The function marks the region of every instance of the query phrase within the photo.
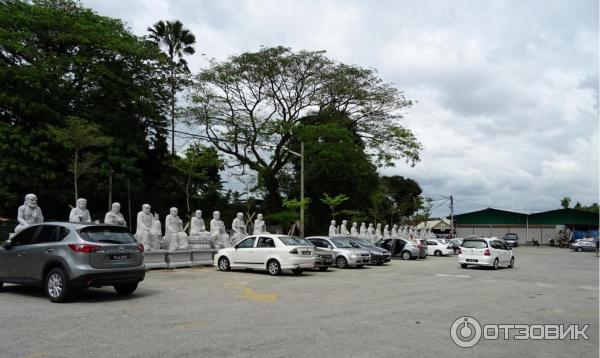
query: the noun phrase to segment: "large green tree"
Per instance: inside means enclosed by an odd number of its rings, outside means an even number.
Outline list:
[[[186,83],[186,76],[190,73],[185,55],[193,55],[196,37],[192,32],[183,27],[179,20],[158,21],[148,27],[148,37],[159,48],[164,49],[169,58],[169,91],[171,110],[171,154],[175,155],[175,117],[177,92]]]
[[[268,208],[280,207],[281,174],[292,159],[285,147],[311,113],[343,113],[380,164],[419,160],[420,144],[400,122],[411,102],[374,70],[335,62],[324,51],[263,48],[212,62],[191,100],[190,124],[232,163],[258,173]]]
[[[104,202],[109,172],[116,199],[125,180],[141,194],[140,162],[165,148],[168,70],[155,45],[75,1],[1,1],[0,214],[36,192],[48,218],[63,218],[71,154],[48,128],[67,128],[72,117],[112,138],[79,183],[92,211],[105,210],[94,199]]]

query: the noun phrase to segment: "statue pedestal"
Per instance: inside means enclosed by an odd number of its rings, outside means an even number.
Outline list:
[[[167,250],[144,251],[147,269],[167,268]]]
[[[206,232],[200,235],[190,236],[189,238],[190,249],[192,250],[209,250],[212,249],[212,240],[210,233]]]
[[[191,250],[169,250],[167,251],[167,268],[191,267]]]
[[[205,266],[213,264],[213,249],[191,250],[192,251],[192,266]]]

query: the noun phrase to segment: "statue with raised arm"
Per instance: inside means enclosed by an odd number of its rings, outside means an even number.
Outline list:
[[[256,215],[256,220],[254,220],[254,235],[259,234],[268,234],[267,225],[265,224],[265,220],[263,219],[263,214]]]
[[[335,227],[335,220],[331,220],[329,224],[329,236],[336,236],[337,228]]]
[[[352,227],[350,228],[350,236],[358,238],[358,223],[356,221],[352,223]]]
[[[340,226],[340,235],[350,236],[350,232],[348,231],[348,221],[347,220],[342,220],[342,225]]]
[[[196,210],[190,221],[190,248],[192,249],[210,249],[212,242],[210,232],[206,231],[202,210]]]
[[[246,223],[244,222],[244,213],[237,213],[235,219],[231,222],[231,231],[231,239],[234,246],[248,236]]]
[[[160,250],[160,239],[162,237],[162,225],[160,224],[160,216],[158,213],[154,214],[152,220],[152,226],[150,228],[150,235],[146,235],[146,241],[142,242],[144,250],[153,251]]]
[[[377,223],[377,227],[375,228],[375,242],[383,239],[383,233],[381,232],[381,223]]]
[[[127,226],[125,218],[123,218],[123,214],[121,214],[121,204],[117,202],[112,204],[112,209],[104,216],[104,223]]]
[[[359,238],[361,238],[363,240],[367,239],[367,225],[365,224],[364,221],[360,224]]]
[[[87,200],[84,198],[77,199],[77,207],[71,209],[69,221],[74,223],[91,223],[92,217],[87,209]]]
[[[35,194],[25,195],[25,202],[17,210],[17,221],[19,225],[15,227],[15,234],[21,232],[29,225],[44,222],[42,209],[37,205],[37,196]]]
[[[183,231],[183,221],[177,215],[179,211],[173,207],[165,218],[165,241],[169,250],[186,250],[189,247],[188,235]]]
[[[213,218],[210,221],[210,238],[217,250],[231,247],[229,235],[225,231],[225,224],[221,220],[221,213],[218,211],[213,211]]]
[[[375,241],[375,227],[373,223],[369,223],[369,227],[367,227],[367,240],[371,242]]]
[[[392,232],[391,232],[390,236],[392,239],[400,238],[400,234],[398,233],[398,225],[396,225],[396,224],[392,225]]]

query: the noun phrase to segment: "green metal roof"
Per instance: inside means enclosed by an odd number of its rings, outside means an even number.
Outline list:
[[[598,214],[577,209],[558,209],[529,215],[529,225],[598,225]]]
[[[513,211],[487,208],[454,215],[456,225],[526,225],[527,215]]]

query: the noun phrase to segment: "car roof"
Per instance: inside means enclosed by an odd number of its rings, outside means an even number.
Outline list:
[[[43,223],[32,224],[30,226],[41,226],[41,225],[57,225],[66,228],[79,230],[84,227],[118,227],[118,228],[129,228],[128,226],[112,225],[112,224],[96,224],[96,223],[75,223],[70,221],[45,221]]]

__________

ACTIVITY:
Find every line in the records that has the word "roof". Copy those lines.

OUTPUT:
query: the noun phrase to segment: "green metal roof"
query: the noun phrase to segment: "car roof"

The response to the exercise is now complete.